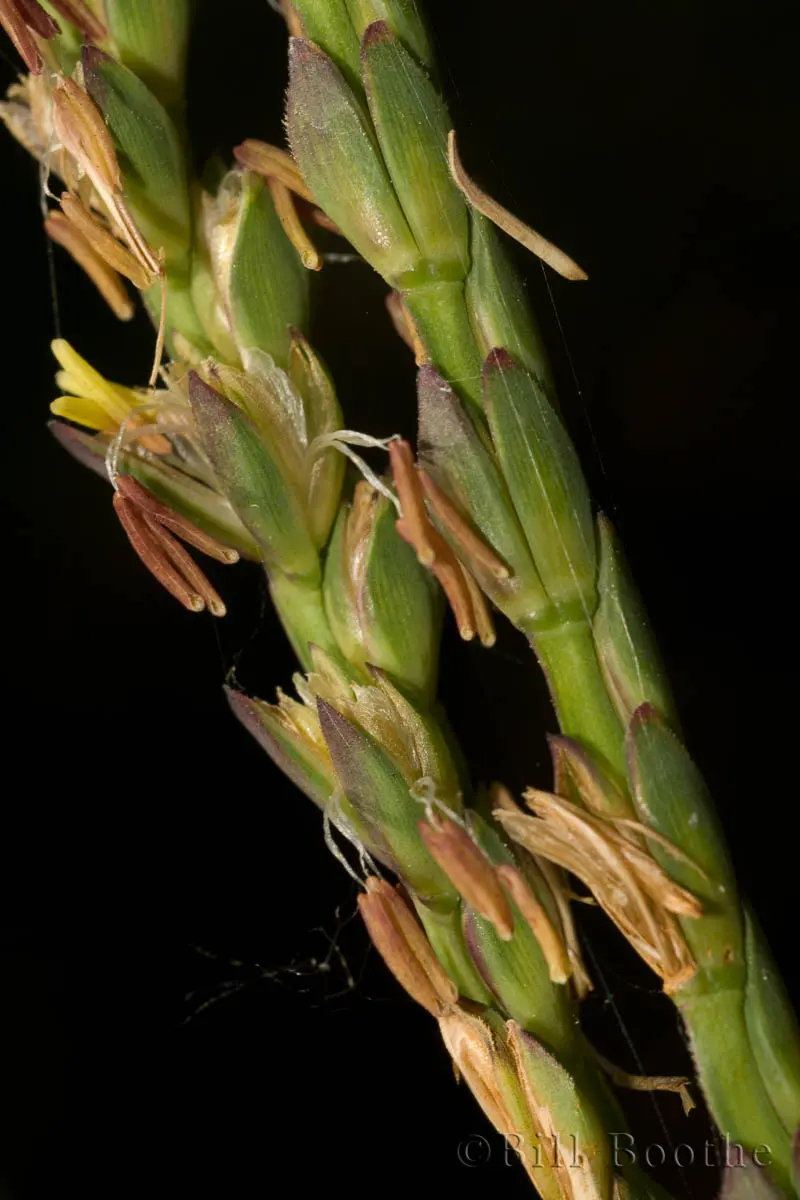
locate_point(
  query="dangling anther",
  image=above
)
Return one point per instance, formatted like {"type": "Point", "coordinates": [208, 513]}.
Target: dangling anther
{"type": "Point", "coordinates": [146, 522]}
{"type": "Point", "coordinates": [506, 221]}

→ **Task goal**: Copy the lines above word for word, leaving out the picture.

→ **Result of this exercise**:
locate_point(
  query="dangling anther",
  image=above
)
Return one point per instance, formatted like {"type": "Point", "coordinates": [208, 513]}.
Target: dangling anther
{"type": "Point", "coordinates": [146, 522]}
{"type": "Point", "coordinates": [506, 221]}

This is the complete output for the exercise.